• [INSTRUCTIONS TO FOLLOW]
Restate each line below word for word, skipping every picture.

• [Point-per-instance localization data]
+---+

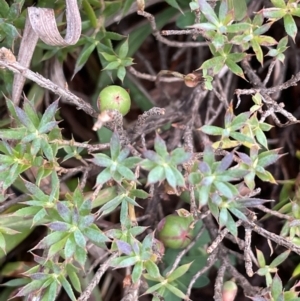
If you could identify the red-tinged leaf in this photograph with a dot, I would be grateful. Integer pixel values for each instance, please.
(269, 157)
(279, 3)
(266, 41)
(290, 26)
(273, 13)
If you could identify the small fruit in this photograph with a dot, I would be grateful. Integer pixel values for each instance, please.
(114, 98)
(175, 232)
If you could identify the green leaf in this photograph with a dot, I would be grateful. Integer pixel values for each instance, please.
(223, 217)
(260, 258)
(68, 288)
(240, 9)
(72, 273)
(109, 57)
(212, 130)
(121, 73)
(276, 287)
(175, 291)
(4, 8)
(95, 234)
(208, 12)
(180, 271)
(90, 13)
(49, 114)
(137, 272)
(231, 225)
(235, 68)
(104, 176)
(13, 134)
(157, 174)
(138, 193)
(212, 63)
(115, 146)
(279, 3)
(170, 177)
(152, 269)
(123, 50)
(70, 247)
(290, 26)
(126, 172)
(160, 147)
(179, 156)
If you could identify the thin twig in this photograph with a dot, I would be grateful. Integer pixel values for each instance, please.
(95, 281)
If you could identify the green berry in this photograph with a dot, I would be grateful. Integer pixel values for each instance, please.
(114, 98)
(175, 232)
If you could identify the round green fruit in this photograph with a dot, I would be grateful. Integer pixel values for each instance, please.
(114, 98)
(175, 231)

+---+

• [RESPONSE BELOW]
If you could identify the red-tinged leaf in this photograph with a dot, I would be grateful. Integer pixel values for each instance, please.
(269, 157)
(279, 3)
(266, 41)
(290, 26)
(273, 13)
If you could identify the small fruit in this photograph with a dot, I would be grateful. Integer pixel values for each instance, please.
(114, 98)
(175, 232)
If you could identify the green leaf in this photograph with a dot, I would be grateful. Integer pixel values for each instance, please.
(223, 217)
(260, 258)
(68, 288)
(240, 9)
(72, 273)
(109, 57)
(212, 130)
(121, 73)
(276, 287)
(175, 291)
(4, 8)
(95, 234)
(208, 12)
(180, 271)
(90, 13)
(49, 114)
(137, 272)
(231, 225)
(235, 68)
(104, 176)
(13, 134)
(157, 174)
(138, 193)
(212, 63)
(115, 146)
(279, 3)
(170, 177)
(152, 269)
(123, 50)
(70, 247)
(290, 26)
(126, 172)
(160, 147)
(179, 156)
If you could identify the thin twig in this photograph with a dot, I would be grateful. Integer pixel values for each instance, please.
(95, 281)
If you could identify the green berry in this photograph with a dot, I would be grateful. Integer pixel values for each instance, please.
(114, 98)
(175, 232)
If you could identify the round green fruit in this photograph with a dot, I would be grateful. Integer pixel values for each instance, please.
(114, 98)
(175, 231)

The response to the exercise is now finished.